EXERCISE AIM:
Please copy, word for word, the part of the records that opens with the line containing "376, row 327." and closes with the line containing "column 125, row 9", both of those lines included.
:: RECORDS FOR PROCESSING ::
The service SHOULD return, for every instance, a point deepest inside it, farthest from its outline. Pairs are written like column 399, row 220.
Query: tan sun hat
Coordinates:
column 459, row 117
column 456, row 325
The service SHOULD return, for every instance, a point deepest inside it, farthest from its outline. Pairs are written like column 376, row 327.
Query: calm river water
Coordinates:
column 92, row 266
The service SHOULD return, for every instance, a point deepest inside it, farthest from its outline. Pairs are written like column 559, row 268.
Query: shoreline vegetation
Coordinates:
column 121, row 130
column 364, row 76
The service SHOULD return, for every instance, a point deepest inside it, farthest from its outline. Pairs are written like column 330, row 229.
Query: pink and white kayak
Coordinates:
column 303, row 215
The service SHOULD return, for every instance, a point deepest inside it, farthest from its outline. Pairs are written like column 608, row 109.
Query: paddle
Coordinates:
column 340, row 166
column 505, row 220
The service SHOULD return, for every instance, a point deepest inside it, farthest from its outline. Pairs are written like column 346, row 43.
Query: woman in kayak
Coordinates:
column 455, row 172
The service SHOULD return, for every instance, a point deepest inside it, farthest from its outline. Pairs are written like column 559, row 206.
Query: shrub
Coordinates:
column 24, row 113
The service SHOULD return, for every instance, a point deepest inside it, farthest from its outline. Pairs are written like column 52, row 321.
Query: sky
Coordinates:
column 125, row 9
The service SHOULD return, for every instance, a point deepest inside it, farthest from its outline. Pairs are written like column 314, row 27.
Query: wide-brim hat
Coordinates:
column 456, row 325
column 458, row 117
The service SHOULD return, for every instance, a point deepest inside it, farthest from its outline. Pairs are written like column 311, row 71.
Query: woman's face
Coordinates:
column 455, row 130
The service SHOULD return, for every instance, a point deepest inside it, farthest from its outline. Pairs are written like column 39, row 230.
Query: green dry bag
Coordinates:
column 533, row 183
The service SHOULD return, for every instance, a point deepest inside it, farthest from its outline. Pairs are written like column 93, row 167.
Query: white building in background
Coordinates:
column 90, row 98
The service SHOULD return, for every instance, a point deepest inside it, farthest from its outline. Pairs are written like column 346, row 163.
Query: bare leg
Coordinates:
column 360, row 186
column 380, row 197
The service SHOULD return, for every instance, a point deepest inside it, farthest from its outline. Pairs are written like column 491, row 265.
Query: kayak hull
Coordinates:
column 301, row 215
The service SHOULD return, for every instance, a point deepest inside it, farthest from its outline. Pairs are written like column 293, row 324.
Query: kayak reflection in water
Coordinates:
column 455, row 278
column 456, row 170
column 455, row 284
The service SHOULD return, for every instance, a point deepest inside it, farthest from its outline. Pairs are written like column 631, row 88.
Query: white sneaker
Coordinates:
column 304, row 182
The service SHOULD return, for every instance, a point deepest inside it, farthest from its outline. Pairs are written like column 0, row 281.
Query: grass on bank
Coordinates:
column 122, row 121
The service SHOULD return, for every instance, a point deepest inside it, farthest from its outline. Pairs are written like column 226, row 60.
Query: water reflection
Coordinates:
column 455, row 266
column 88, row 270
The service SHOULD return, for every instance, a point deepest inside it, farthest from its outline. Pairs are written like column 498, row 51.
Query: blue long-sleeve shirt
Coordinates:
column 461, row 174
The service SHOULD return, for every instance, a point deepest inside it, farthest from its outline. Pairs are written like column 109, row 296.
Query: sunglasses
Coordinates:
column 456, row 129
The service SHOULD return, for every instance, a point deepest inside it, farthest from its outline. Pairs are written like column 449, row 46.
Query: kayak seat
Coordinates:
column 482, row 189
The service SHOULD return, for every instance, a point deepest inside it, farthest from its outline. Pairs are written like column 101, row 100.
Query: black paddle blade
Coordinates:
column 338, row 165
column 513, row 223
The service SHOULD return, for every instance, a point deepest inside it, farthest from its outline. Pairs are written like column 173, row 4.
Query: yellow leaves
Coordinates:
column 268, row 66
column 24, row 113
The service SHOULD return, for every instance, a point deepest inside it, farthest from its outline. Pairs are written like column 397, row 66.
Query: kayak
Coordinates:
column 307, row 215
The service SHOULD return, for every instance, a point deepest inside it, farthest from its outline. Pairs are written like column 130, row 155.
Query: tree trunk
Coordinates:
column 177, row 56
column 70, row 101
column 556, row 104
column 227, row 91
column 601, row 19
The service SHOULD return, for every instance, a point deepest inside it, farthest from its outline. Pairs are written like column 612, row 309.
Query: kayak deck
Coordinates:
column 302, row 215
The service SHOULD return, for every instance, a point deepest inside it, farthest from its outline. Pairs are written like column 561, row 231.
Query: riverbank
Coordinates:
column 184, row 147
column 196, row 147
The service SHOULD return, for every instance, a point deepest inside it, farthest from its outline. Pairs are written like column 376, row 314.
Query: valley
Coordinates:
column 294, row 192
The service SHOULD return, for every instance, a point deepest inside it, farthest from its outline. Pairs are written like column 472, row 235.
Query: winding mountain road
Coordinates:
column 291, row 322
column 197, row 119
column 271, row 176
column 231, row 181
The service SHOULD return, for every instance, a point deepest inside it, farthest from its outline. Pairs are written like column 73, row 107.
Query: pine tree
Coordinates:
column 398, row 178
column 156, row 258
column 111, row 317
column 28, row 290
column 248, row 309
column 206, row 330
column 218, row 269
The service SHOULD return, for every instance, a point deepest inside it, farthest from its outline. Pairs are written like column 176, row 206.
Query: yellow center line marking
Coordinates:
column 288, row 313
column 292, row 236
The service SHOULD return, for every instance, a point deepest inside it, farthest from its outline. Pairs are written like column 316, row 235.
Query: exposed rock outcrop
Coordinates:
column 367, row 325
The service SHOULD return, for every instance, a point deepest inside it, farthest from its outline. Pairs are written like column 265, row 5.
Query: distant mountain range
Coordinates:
:::
RESPONSE TO THE TASK:
The service SHOULD return, for every instance, a point deepest inside it, farthest from its outline. Pairs are written like column 376, row 327.
Query: calm river water
Coordinates:
column 92, row 266
The service SHOULD return, for every instance, a point deepest inside it, farthest from its outline. Pairs are written like column 559, row 268.
Query: shoreline vegetation
Coordinates:
column 121, row 130
column 364, row 76
The service SHOULD return, for every instance, a point deepest inside it, farthest from its outline. Pairs are written like column 330, row 229.
Query: pink and white kayak
Coordinates:
column 303, row 215
The service SHOULD return, for every instance, a point deepest inside it, farthest from its outline. Pairs are written like column 608, row 109.
Query: paddle
Coordinates:
column 340, row 166
column 505, row 220
The service SHOULD return, for every instance, a point deepest inside it, farthest from its outline. Pairs are written like column 346, row 43.
Query: woman in kayak
Coordinates:
column 455, row 172
The service SHOULD return, for every instance, a point deepest inside it, farthest from its outline. Pairs are written like column 559, row 206.
Query: shrub
Coordinates:
column 24, row 113
The service SHOULD return, for every instance, a point deepest inside it, farthest from its outline. Pairs are written like column 52, row 321.
Query: sky
Coordinates:
column 125, row 9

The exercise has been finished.